In the account of building the Rehoboth house, on what date did the family move in?

Excerpt provided.
'''
Forty nine years ago yesterday I proposed to Carol. This landmark has made me stop and take pause and reflect a bit on the past half a century
/ˌreməˈnis/ verb - present participle: reminiscing
indulge in enjoyable recollection of past events.
So yesterday I took my trusty bike and went for a ride into the past. I rode out to Rehoboth to the house we built back in 1974/1975. I was 25 years old at the time and apparently arrogant enough to think I could actually build a house. I really didn’t think twice about doing it, I just knew that I couldn’t afford a carpenter so I bought a hammer. We were willed a small parcel of land from Zella Ormsbee who was like a Grandmother to Carol when she was young. Such a nice gesture and it changed our lives. Carol and I got engaged on November 1st 1969 - 49 years ago - and were married in February 1970 while I was still in the US Navy.
By early 1973 when we were both in college I was drawing up plans for a house..I had taken a course in architecture and I wanted a house that took its’ lines from American barns. We started construction in September of 1974 and moved into the house almost exactly one year later on September 14th 1975, just a couple of weeks before my son’s second birthday. While building the house Carol gave birth to our daughter Megan, in March of 1975, and continued to help with the construction, hold down a job, and attend college, and be the best Mom around. When I started construction of the house I was working at A.J. Spokes, a bicycle shop in Providence and cycling was a passion. I was also attending college and doing all of the construction of the house. When most people say they built a house they mean that they have hired contractors. Our house was a bit more home grown. Like I said, I designed the house, drew up the plans and got approval from the town. We got a construction loan from a bank in Fall River for $20,000 - and I bought a hammer and was armed with very little actual knowledge on how to build a house. We flew my Dad out from Illinois and for the first two weeks in that September back in 1974 we framed the house and I increased my skills… Dad was an amazing workhorse and the best teacher one could ever ask for. Even though he had never built a house he was an awesome woodworking craftsman. His day job was building interiors for executive aircraft. So we did succeed in building the house - Carol and I did almost all of the construction ourselves - and when we moved it was complete. We had seen too many friends move into a home that wasn’t finished and just never got around to finishing so we made a pact with each other that the house would be finished when we moved in. The only thing missing was the carpet in the living room and it was scheduled for the next week, and arrived right on time. And we came in on budget, completely furnished and applianced. We lived in that little homemade house in Rehoboth for almost 25 years before we sold it to go cruising….but that story is for another day.
'''
Data lines.
'''
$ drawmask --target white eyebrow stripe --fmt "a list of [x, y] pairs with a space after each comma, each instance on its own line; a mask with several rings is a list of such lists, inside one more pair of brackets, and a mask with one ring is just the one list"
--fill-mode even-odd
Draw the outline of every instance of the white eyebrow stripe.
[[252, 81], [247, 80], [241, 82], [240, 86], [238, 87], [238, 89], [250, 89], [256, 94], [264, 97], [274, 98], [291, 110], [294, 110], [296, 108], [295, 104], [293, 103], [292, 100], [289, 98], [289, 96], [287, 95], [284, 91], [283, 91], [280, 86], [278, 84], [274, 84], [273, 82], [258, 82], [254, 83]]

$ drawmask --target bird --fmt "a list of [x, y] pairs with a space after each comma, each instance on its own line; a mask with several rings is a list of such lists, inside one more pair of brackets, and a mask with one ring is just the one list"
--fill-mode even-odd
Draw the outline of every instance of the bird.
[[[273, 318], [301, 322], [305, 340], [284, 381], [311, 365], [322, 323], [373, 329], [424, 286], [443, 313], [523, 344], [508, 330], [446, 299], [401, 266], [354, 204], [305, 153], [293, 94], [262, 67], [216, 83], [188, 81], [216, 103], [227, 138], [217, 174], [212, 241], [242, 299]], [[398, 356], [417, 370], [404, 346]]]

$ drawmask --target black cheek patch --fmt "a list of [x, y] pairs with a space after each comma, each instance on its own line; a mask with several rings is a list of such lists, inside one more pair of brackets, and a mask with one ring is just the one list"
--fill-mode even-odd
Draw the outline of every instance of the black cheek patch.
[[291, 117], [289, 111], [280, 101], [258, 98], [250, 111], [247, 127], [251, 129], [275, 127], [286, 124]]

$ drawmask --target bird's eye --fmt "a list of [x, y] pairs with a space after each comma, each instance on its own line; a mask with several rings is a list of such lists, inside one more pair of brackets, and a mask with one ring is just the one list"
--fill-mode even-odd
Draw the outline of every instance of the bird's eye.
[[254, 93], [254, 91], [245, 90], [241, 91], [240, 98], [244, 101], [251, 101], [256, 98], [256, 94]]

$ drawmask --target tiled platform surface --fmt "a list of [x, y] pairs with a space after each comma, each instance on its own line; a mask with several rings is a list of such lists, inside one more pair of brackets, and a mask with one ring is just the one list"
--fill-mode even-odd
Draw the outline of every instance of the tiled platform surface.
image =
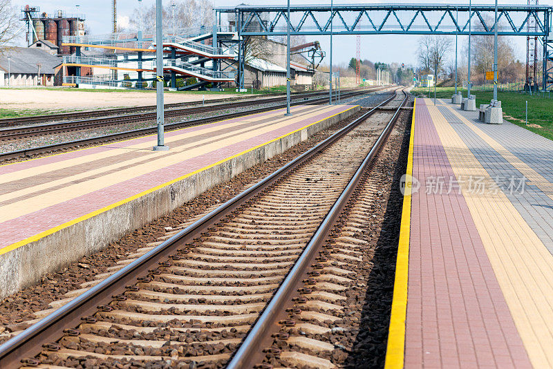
'''
Answer.
September 14th 1975